**Excerpted text:**
---
AI will likely become a layer, an extension of memory and perception. A system that evolves alongside us and shapes how we think. That changes humans as much as it changes work.
We can already see the rough early versions of this change. People offload memory to their devices. They outsource judgment to recommendation engines. They let AI write and think for them. They hand emotional contact to algorithms. They build part of their identity inside digital systems.
Future AI looks less like software and more like the infrastructure for thinking. Infrastructure is the stuff you build on top of without noticing. You do not “use” it as a separate act. It just underwrites everything else you do. When it works, it is invisible. When it breaks, everything sitting on it stops.
In the future, you would no more think that someone “used AI to write an essay” than you would think someone “used the alphabet to write an essay.” AI is a substrate, not an app.
What survives
So, what part of being human survives when intelligence is everywhere and free?
Start with the body. We live inside physical reality through sensation, mortality, pain, aging, desire, and plain biological limits. AI can model all of that. It does not live it.
Then there is consciousness. We still cannot explain why subjective experience exists at all. Intelligence and consciousness may be two different things. AI could blow past us intellectually and still have nothing going on inside. Or it could grow something conscious that is nothing like ours.
It may also become or act as an alien. People keep imagining AI growing up to be like us. More likely, it develops nonhuman forms of reasoning and perception. No emotion. Massively parallel. Running on a different clock. Not located anywhere in particular. Indifferent to survival or status. At home in concept spaces that we cannot picture. That makes it less like a person and more like a separate category of mind.
Most people still think about AI in terms of its effects on the economy and work. The bigger story is that it is closer to a new civilization.
If intelligence becomes infinite, cheap, everywhere, and always on, then every institution built on scarce expertise wobbles. The industrial world was organized around scarce labor. The knowledge economy is organized around scarce expertise. AI removes or reduces the value of both. It removes the need for management, professional status, credentials, corporate hierarchy, government administration, and even the whole idea of a career identity.
In every past technological revolution, we survived by climbing. Physical labor to cognitive labor. But AI climbs the entire cognitive ladder with us, and then past us. The human job shifts toward interpretation, ethical judgment, experience, relationships, and deciding what the goals should even be. Less doing the task. More deciding which tasks are worth doing and why.
The hard part is psychological. We get our identity from being useful. If AI eventually takes away most of the things the market pays for, the crisis is not economic. It is existential. What is a human life for if not productivity?
That is the question that will define the rest of this century. If survival no longer depends on labor, we either rediscover what industrial life trivialized or we drift into passivity and dependence on the algorithm.
The deciding factor is probably not how capable AI gets. It is whether we keep our hands on the wheel while the systems around it take shape. These shifts move unevenly and across generations. We are at the start of a long transition, not anywhere near the end.
So the important question was never “which jobs survive AI?” It is this. What stays uniquely meaningful about being human once we share the world with a mind that is not human at all?
---
Data excerpts

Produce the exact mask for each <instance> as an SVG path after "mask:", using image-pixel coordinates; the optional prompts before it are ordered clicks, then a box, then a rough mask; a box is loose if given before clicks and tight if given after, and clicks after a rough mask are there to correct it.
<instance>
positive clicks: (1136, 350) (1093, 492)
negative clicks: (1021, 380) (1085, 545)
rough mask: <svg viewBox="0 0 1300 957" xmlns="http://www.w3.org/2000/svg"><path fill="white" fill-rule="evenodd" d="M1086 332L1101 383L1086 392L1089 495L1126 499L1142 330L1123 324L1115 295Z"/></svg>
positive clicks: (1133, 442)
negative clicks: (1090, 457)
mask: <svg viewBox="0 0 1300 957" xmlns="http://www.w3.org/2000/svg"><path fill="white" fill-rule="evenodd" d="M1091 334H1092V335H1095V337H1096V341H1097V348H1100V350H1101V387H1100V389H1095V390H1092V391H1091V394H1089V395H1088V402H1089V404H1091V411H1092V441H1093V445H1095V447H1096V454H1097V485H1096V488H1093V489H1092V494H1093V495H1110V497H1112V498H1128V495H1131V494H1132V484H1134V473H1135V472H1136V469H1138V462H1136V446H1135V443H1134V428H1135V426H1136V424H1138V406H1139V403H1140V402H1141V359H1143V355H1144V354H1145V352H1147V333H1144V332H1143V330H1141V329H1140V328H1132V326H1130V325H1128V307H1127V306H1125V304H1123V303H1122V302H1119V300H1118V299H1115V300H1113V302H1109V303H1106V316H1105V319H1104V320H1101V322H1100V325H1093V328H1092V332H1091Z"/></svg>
---
**Activity:** Reproduce the part of the essay on AI and being human that runs from "If intelligence becomes" to "a career identity.", word for word.

**Your solution:**
If intelligence becomes infinite, cheap, everywhere, and always on, then every institution built on scarce expertise wobbles. The industrial world was organized around scarce labor. The knowledge economy is organized around scarce expertise. AI removes or reduces the value of both. It removes the need for management, professional status, credentials, corporate hierarchy, government administration, and even the whole idea of a career identity.